-- Begin Records --

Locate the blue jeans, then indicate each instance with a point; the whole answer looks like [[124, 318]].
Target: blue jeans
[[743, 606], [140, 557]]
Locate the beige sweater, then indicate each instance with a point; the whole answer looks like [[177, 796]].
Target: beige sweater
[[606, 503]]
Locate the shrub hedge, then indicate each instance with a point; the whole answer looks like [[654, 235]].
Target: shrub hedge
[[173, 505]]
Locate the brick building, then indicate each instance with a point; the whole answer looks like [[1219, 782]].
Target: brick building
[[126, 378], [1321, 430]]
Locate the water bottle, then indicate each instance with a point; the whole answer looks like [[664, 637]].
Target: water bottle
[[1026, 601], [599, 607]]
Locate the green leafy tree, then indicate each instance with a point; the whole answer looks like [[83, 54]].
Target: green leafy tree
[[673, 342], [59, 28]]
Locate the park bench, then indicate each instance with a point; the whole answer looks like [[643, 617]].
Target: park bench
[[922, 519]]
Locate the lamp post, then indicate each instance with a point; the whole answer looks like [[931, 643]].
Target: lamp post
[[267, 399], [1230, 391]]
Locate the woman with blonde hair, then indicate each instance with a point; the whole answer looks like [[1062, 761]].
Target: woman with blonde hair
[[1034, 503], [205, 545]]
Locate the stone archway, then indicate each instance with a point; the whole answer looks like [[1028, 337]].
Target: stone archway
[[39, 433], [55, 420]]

-- End Records --

- _Challenge_
Reproduce word for word the part of the records that opens with the line containing "Locate the lamp" and runs through the end of the records.

- _Solution to the exercise_
Locate the lamp post, then indicate each instance with a point; the whole answer looks like [[931, 643]].
Target: lamp post
[[267, 399], [1230, 391]]
Locate the woman with blonde hair, then indicate each instance with a point; the whole answer looks like [[1062, 761]].
Target: woman with blonde hair
[[1034, 503], [205, 545]]
Locate the stone archway, then indicate each instance with a point; the whole answer looks like [[1028, 337]].
Target: stone archway
[[39, 433], [55, 420]]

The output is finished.